# Exercise
In the passage on the antiquity of wardships in England, until what age was a paternal relative to conserve a child's estate under the law of King Hlotharius?

FOR the better understanding the nature and jurisdiction of this court, it may not be improper to inquire briefly into the antiquity of wardships in England. Now by wardships is here meant, The custody, which upon the decease of a tenant holding by knights service of the crown, the King had both of the person and estate of the heir, during his nonage1.
Read more/less...And the same may be applied to the heir of a tenant to any other Lord, who held under him by a like tenure; tho such only, who held immediately of the crown, will be considered here, as they alone came under the cognizance of this court.
IT appears from history, that England has formerly been governed by different laws, as it became subject to foreigners of different nations; who, as far as they could, introduced the laws of their own country, when they settled here. Thus, as Mr. Selden has observed, when this island became subject to the Romans, the inhabitants were governed by their laws. Duravit (sais he) juris Caesarei heic regimen, sed pro vario ac mutante subinde rerum statu aliter atque aliter se subinde habens, per annos trecentos ac sexaginta; id est, a Claudii Caesaris temporibus usquein imperium Honorii Augusti, seu tempus, quo ab Alarico Gotho Roma capta est; id est, ab anno quasi I. Christi ad annum ejusdem CCCCX. aut circiter2. [The rule of Caesar’s law (he says) lasted here, though taking now one form, now another in response to frequently varied and changing circumstances, for three hundred and sixty years; that is, from the times of Claudius Caesar until the reign of Honorius Augustus or the time when Rome was captured by Alaric the Goth; that is, from almost the year of J. Christ to the year 410 of the same or thereabouts.] Now those, who are acquainted with the Roman law, very well know, that there is nothing in it, which bears any affinity to the wardship described above. Nor is there anything to be found like it in the Anglosaxon laws, which came in afterwards. But on the contrary, in a law of king Hlotharius, who reigned in the seventh century, it is said: Si vir moriatur, viventibus uxore et prole, justum est ut proles matrem sequatur; et unus paternorum suorum cognatorum voluntarius fidejussor statuatur facultates ipsius conservandi, usquedum decennis fuerit3. [If a husband dies while his wife and child are alive, it is right that the child follow the mother; and one of his paternal relatives be appointed voluntary conservator of his estate until he is ten years old.] And the like is said in another law of King Ina, made not long after the former; which settled the maintenance, and extended the time to adult age4. The same also may be observed with regard to the laws of King Edward, who reigned in the eleventh century.

# Record excerpts
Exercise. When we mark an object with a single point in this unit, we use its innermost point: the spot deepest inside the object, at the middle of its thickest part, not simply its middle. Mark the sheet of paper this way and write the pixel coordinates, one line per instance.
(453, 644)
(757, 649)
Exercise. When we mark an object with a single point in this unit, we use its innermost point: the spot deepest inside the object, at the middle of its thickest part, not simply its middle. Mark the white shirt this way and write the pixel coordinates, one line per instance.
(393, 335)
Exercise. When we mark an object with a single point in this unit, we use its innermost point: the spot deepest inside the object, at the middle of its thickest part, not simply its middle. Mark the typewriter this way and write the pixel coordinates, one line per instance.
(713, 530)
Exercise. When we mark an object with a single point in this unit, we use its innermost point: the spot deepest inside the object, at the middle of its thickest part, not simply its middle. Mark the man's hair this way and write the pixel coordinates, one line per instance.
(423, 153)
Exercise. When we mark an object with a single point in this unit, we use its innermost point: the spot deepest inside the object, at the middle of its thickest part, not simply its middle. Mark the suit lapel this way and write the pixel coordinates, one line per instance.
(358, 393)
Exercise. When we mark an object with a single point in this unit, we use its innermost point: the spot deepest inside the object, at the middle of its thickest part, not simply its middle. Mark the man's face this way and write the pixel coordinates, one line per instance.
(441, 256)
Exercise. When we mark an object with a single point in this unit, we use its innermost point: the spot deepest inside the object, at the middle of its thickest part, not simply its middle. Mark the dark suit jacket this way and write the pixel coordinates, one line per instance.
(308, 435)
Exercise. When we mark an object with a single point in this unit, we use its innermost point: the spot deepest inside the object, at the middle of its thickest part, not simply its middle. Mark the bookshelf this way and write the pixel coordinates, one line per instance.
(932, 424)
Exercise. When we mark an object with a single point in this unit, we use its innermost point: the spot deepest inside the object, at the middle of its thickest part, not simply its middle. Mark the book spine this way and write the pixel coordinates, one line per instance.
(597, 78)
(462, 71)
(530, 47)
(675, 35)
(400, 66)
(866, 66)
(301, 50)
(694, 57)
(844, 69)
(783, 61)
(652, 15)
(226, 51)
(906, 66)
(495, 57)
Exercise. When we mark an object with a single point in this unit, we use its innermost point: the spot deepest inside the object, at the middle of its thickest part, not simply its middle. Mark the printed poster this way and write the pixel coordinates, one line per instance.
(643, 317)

# Exercise output
Until the child was ten years old.